» Direction
Pick out each line in the entries below that contains the word "dragon" and copy those lines in full.

» Input data
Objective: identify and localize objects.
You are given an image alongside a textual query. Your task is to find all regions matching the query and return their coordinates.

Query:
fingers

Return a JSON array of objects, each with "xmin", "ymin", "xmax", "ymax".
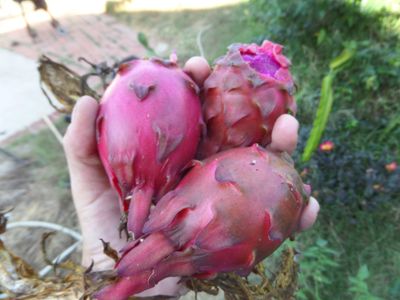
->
[
  {"xmin": 299, "ymin": 197, "xmax": 320, "ymax": 231},
  {"xmin": 183, "ymin": 56, "xmax": 211, "ymax": 86},
  {"xmin": 63, "ymin": 96, "xmax": 99, "ymax": 159},
  {"xmin": 270, "ymin": 114, "xmax": 299, "ymax": 153}
]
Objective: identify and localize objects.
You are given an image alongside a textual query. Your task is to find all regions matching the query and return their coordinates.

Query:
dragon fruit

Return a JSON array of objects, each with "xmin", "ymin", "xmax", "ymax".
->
[
  {"xmin": 96, "ymin": 144, "xmax": 310, "ymax": 299},
  {"xmin": 198, "ymin": 41, "xmax": 296, "ymax": 158},
  {"xmin": 97, "ymin": 59, "xmax": 202, "ymax": 237}
]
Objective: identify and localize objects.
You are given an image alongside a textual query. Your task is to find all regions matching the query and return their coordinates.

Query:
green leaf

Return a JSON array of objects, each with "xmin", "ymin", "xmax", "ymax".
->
[
  {"xmin": 379, "ymin": 115, "xmax": 400, "ymax": 142},
  {"xmin": 329, "ymin": 48, "xmax": 355, "ymax": 71},
  {"xmin": 302, "ymin": 71, "xmax": 335, "ymax": 162},
  {"xmin": 357, "ymin": 265, "xmax": 369, "ymax": 280},
  {"xmin": 137, "ymin": 32, "xmax": 158, "ymax": 56}
]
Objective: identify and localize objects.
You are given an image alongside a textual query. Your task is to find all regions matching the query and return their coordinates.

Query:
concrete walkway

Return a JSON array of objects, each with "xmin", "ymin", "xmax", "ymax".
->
[
  {"xmin": 0, "ymin": 49, "xmax": 54, "ymax": 141},
  {"xmin": 0, "ymin": 0, "xmax": 145, "ymax": 142}
]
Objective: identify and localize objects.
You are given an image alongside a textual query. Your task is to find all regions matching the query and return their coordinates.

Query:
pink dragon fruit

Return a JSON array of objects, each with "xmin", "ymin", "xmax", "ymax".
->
[
  {"xmin": 96, "ymin": 144, "xmax": 309, "ymax": 300},
  {"xmin": 97, "ymin": 59, "xmax": 202, "ymax": 237},
  {"xmin": 198, "ymin": 41, "xmax": 296, "ymax": 158}
]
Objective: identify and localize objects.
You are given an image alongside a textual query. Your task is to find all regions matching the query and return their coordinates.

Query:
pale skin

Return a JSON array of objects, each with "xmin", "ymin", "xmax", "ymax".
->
[{"xmin": 64, "ymin": 57, "xmax": 319, "ymax": 296}]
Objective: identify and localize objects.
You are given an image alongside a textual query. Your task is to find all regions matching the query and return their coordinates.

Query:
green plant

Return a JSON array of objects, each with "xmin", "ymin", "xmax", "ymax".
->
[
  {"xmin": 302, "ymin": 47, "xmax": 355, "ymax": 161},
  {"xmin": 296, "ymin": 238, "xmax": 339, "ymax": 300},
  {"xmin": 349, "ymin": 265, "xmax": 381, "ymax": 300}
]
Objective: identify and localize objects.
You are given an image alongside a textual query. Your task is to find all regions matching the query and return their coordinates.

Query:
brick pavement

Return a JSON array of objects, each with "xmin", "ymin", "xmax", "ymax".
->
[
  {"xmin": 0, "ymin": 4, "xmax": 145, "ymax": 142},
  {"xmin": 0, "ymin": 14, "xmax": 145, "ymax": 72}
]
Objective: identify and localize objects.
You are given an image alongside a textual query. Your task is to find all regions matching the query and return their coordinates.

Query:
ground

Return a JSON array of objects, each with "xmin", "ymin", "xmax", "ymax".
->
[{"xmin": 0, "ymin": 0, "xmax": 241, "ymax": 299}]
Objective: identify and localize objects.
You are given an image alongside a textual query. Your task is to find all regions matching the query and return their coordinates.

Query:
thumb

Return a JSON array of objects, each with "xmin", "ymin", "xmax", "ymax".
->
[{"xmin": 63, "ymin": 96, "xmax": 99, "ymax": 159}]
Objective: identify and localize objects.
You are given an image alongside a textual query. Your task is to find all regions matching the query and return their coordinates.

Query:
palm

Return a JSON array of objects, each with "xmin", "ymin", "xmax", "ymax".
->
[{"xmin": 64, "ymin": 59, "xmax": 319, "ymax": 294}]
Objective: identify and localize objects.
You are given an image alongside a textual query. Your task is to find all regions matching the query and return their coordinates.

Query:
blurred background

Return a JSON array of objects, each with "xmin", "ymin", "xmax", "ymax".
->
[{"xmin": 0, "ymin": 0, "xmax": 400, "ymax": 300}]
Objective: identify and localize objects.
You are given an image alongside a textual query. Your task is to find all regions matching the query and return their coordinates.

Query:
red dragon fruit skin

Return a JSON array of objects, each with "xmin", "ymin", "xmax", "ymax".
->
[
  {"xmin": 96, "ymin": 145, "xmax": 309, "ymax": 300},
  {"xmin": 198, "ymin": 41, "xmax": 296, "ymax": 158},
  {"xmin": 97, "ymin": 59, "xmax": 202, "ymax": 237}
]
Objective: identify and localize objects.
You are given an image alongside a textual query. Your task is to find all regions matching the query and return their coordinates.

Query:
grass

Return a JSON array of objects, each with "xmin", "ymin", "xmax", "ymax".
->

» Reply to the exercise
dragon fruit
pink dragon fruit
red dragon fruit skin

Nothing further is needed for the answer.